=== YOUR TASK ===
Once the pictures are removed, reproduce what is left of the data below exactly.

=== RECORDS SUPPLIED ===
++++++++++
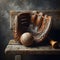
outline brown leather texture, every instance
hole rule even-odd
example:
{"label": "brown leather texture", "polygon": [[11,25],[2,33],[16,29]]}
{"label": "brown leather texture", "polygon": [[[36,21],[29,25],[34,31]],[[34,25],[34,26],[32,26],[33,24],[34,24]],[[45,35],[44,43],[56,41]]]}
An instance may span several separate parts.
{"label": "brown leather texture", "polygon": [[51,26],[51,16],[39,11],[20,12],[15,17],[14,39],[20,39],[25,32],[30,32],[36,42],[44,40]]}

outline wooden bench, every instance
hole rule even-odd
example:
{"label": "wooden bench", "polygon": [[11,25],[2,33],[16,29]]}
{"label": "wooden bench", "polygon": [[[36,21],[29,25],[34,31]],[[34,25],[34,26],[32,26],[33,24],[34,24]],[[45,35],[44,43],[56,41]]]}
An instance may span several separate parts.
{"label": "wooden bench", "polygon": [[[6,49],[5,54],[10,57],[15,57],[16,55],[25,55],[25,54],[48,54],[48,55],[56,55],[60,54],[60,49],[51,48],[51,46],[37,46],[37,47],[26,47],[16,42],[15,40],[10,40]],[[21,57],[20,56],[20,57]],[[13,60],[13,59],[11,59]],[[15,57],[16,60],[16,57]]]}

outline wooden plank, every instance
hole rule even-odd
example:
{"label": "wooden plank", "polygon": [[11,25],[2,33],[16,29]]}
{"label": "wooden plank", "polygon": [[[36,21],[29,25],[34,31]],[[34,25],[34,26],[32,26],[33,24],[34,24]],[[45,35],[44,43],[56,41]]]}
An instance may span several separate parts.
{"label": "wooden plank", "polygon": [[21,60],[21,55],[16,55],[15,60]]}
{"label": "wooden plank", "polygon": [[20,43],[18,41],[15,41],[14,39],[10,40],[8,45],[20,45]]}
{"label": "wooden plank", "polygon": [[[20,11],[18,11],[18,10],[11,10],[10,13],[12,15],[17,15],[17,13],[22,12],[22,11],[35,11],[35,10],[20,10]],[[39,12],[50,12],[50,13],[52,13],[52,12],[53,13],[60,12],[60,10],[36,10],[36,11],[39,11]]]}
{"label": "wooden plank", "polygon": [[5,49],[6,54],[60,54],[60,49],[54,49],[50,46],[26,47],[16,44],[14,40],[10,40]]}

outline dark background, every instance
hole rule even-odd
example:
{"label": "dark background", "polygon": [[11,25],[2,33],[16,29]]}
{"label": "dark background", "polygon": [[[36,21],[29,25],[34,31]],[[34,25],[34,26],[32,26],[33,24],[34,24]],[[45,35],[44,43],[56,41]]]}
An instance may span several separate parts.
{"label": "dark background", "polygon": [[[10,30],[10,10],[60,10],[60,0],[0,0],[0,60],[5,60],[4,49],[13,38]],[[55,24],[55,25],[54,25]],[[60,40],[60,21],[53,19],[49,38]],[[59,55],[29,55],[24,59],[59,59]],[[27,58],[28,57],[28,58]]]}

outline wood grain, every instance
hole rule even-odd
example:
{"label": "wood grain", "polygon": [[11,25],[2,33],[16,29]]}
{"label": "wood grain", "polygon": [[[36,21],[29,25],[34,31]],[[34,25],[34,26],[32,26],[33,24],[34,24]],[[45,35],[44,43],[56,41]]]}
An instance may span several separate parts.
{"label": "wood grain", "polygon": [[15,40],[10,40],[5,49],[6,54],[60,54],[60,49],[51,48],[51,46],[25,47],[16,43]]}

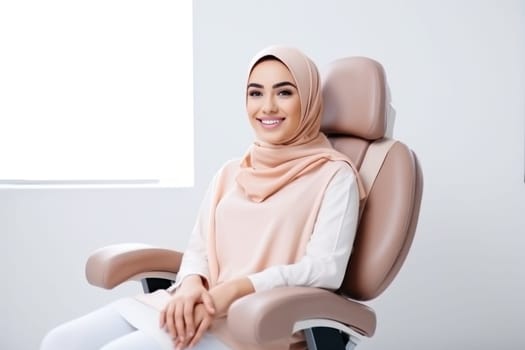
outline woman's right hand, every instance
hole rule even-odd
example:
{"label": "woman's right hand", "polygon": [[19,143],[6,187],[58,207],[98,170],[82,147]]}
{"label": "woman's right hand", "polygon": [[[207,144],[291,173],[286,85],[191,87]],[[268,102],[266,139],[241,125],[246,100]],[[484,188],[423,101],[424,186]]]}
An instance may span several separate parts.
{"label": "woman's right hand", "polygon": [[187,343],[195,335],[194,310],[198,304],[203,304],[210,315],[215,313],[213,299],[201,277],[190,275],[160,313],[160,327],[165,328],[176,343]]}

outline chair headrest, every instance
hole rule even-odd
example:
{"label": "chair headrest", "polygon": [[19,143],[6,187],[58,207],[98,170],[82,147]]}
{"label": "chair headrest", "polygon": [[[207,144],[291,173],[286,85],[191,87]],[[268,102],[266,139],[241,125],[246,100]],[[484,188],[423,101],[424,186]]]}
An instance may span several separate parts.
{"label": "chair headrest", "polygon": [[[391,132],[395,112],[383,66],[367,57],[332,62],[323,74],[324,115],[321,131],[377,140]],[[390,116],[389,116],[390,114]]]}

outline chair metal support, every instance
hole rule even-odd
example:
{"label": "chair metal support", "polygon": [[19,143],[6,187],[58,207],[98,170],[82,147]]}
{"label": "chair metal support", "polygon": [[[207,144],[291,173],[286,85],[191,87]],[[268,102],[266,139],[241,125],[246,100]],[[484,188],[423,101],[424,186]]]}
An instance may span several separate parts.
{"label": "chair metal support", "polygon": [[168,289],[173,281],[164,278],[143,278],[140,280],[144,293],[153,293],[159,289]]}
{"label": "chair metal support", "polygon": [[353,350],[356,344],[345,333],[329,327],[304,330],[308,350]]}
++++++++++
=== ANSWER BOX ===
outline brown leather texture, every instance
hole rule even-odd
example:
{"label": "brown leather texture", "polygon": [[11,25],[2,33],[16,29]]}
{"label": "brown leather texture", "polygon": [[[36,21],[29,25],[34,31]],[[34,25],[34,26],[32,26],[33,24],[34,24]],[[45,35],[44,43],[56,41]]]}
An instance may span several separate parts.
{"label": "brown leather texture", "polygon": [[51,26],[51,16],[39,11],[20,12],[15,17],[14,39],[20,39],[25,32],[30,32],[36,42],[44,40]]}

outline wooden bench, every instance
hole rule even-odd
example:
{"label": "wooden bench", "polygon": [[11,25],[2,33],[16,29]]}
{"label": "wooden bench", "polygon": [[[36,21],[29,25],[34,31]],[[34,25],[34,26],[32,26],[33,24],[34,24]],[[45,35],[44,43],[56,41]]]}
An instance may span several separate parts.
{"label": "wooden bench", "polygon": [[[6,49],[5,54],[10,57],[15,57],[16,55],[25,55],[25,54],[48,54],[48,55],[56,55],[60,54],[60,49],[51,48],[51,46],[37,46],[37,47],[26,47],[16,42],[15,40],[10,40]],[[21,57],[20,56],[20,57]],[[13,60],[13,59],[11,59]],[[15,57],[16,60],[16,57]]]}

outline wooden plank, every instance
hole rule even-odd
example:
{"label": "wooden plank", "polygon": [[11,25],[2,33],[16,29]]}
{"label": "wooden plank", "polygon": [[[36,21],[29,25],[34,31]],[[34,25],[34,26],[32,26],[33,24],[34,24]],[[45,35],[44,43],[56,41]]]}
An instance may span several separate parts.
{"label": "wooden plank", "polygon": [[21,60],[21,55],[16,55],[15,60]]}
{"label": "wooden plank", "polygon": [[20,43],[18,41],[15,41],[14,39],[10,40],[8,45],[20,45]]}
{"label": "wooden plank", "polygon": [[[20,11],[18,11],[18,10],[11,10],[10,13],[12,15],[17,15],[17,13],[22,12],[22,11],[35,11],[35,10],[20,10]],[[39,12],[50,12],[50,13],[52,13],[52,12],[53,13],[60,12],[60,10],[36,10],[36,11],[39,11]]]}
{"label": "wooden plank", "polygon": [[5,49],[6,54],[60,54],[60,49],[54,49],[50,46],[26,47],[16,44],[14,40],[10,40]]}

outline dark background, every instance
hole rule even-odd
example:
{"label": "dark background", "polygon": [[11,25],[2,33],[16,29]]}
{"label": "dark background", "polygon": [[[36,21],[29,25],[34,31]],[[34,25],[34,26],[32,26],[33,24],[34,24]],[[45,35],[44,43],[56,41]]]}
An instance may span several separate parts.
{"label": "dark background", "polygon": [[[10,30],[10,10],[60,10],[60,0],[0,0],[0,60],[5,60],[4,49],[13,38]],[[55,24],[55,25],[54,25]],[[60,40],[60,21],[53,19],[49,38]],[[59,55],[29,55],[24,59],[59,59]],[[27,58],[28,57],[28,58]]]}

outline wood grain, every instance
hole rule even-odd
example:
{"label": "wood grain", "polygon": [[11,25],[2,33],[16,29]]}
{"label": "wood grain", "polygon": [[[36,21],[29,25],[34,31]],[[34,25],[34,26],[32,26],[33,24],[34,24]],[[45,35],[44,43],[56,41]]]}
An instance may span several separate parts.
{"label": "wood grain", "polygon": [[15,40],[10,40],[5,49],[6,54],[60,54],[60,49],[51,48],[51,46],[25,47],[16,43]]}

outline woman's right hand, every instance
hole rule even-odd
example:
{"label": "woman's right hand", "polygon": [[19,143],[6,187],[58,207],[98,170],[82,147]]}
{"label": "woman's right hand", "polygon": [[[207,144],[291,173],[286,85],[191,87]],[[268,102],[266,139],[241,125],[246,100]],[[484,188],[423,101],[424,186]]]}
An instance may span several separate parts.
{"label": "woman's right hand", "polygon": [[187,343],[195,335],[194,310],[198,304],[203,304],[210,315],[215,313],[213,299],[201,277],[190,275],[160,313],[160,327],[165,328],[176,343]]}

outline chair headrest, every instance
hole rule even-odd
example:
{"label": "chair headrest", "polygon": [[19,143],[6,187],[58,207],[98,170],[82,147]]}
{"label": "chair headrest", "polygon": [[[207,144],[291,173],[286,85],[191,87]],[[268,102],[266,139],[241,125],[246,100]],[[484,188],[423,101],[424,186]]]}
An instance may span several separate parts.
{"label": "chair headrest", "polygon": [[[391,132],[395,112],[383,66],[367,57],[332,62],[323,74],[324,115],[321,131],[377,140]],[[390,116],[389,116],[390,114]]]}

outline chair metal support, every instance
hole rule even-odd
example:
{"label": "chair metal support", "polygon": [[19,143],[6,187],[58,207],[98,170],[82,147]]}
{"label": "chair metal support", "polygon": [[[207,144],[291,173],[286,85],[191,87]],[[268,102],[266,139],[241,125],[246,100]],[[484,188],[423,101],[424,186]]]}
An instance may span several separate parts.
{"label": "chair metal support", "polygon": [[168,289],[173,281],[164,278],[143,278],[140,280],[144,293],[153,293],[159,289]]}
{"label": "chair metal support", "polygon": [[353,350],[356,344],[345,333],[329,327],[304,330],[308,350]]}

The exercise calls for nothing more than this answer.